REQUIRED ACTION 1: List every hospital named in the biographical entry on David Ferrier.
REQUIRED ACTION 2: Write the next part of the biographical entry on David Ferrier, picking up after its final sentence.

TEXT PROVIDED:

= = = = = = =

Sir David Ferrier

By Anonymous - [1] [2], Public Domain, https://commons.wikimedia.org/w/index.php?curid=8432534

1843-1928

Vol IV

Pg 246

Sir David Ferrier

By Anonymous - [1] [2], Public Domain, https://commons.wikimedia.org/w/index.php?curid=8432534

1843-1928

Vol IV

Pg 246

b.13 January 1843 d.19 March 1928

MA Aberd(1863) MB Edin(1868) MD Hon ScD Cantab Hon LLD Birm FRS FRCP(1877) FRCPI

David Ferrier was born at Woodside, near Aberdeen, the second son of David Ferrier, by his wife Hannah, daughter of Alexander Bell of Brechin. He was educated at Aberdeen Grammar School and University and took first-class honours in classics and philosophy when he graduated as M.A. in 1863. In 1864 he went to Heidelberg to study psychology and a year later entered Edinburgh University as a medical student. On graduating as M.B. in 1868, he engaged in general practice at Bury St. Edmunds for two years. Realising that this was not his metier, he accepted the appointment of lecturer on physiology at the Middlesex Hospital in 1870 and, after a year there, became demonstrator of physiology at King’s College. In 1872 he succeeded to the chair of forensic medicine at King’s and in 1874 was elected assistant physician to King’s College Hospital. He became physician with charge of outpatients in 1881 and full physician in 1890, a year after being appointed to the chair of neuropathology specially created for him. Ferrier also held an early appointment at the West London Hospital and after 1880 was one of a distinguished staff of physicians at the National Hospital for the Paralysed and Epileptic.

= = = = = = =

RECORD SET:

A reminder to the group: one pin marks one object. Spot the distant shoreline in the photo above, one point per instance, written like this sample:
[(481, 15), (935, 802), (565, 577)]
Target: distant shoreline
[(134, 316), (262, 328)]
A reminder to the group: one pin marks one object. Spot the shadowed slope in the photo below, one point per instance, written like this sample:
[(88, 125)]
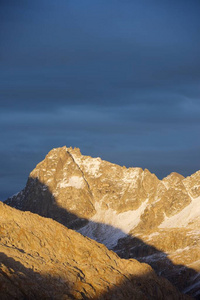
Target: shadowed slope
[(41, 259), (114, 205)]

= = = = = = =

ANSWER BOX 1:
Middlesex Hospital
King's College Hospital
West London Hospital
National Hospital for the Paralysed and Epileptic

ANSWER BOX 2:
It was in 1873 that he began at King’s his researches on the brain which, confirming and extending the work of Fritsch and Hitzig and providing experimental confirmation of many of Hughlings Jackson’s theories, soon established him as the pioneer of cerebral localisation in England. His book The Functions of the Brain, published in 1876, was immediately accepted as opening up a new continent of research, although at this period he was bitterly attacked on account of his experiments on animals. His was the hand that first made a map of the cerebral cortex from what was largely a terra incognita, and he lived to be the doyen of English neurology.

Among the honours received by Ferrier were the Marshall Hall prize (1883) and the Royal Medal (1890) of the Royal Society and the Cameron prize (1891) of Edinburgh University. At the Royal College of Physicians, he was Goulstonian Lecturer in 1878, Baly Medallist in 1887, Croonian Lecturer in 1890, Harveian Orator in 1902, Lumleian Lecturer in 1906, Senior Censor in 1907, and Moxon Medallist in 1912. He was knighted in 1911. Ferrier was a lover of classical literature, art, and the sea, and remained alert and dapper to the end. He married in 1874 Constance, daughter of Albert Crakell Waterlow of London and had one son and one daughter. He died in Kensington.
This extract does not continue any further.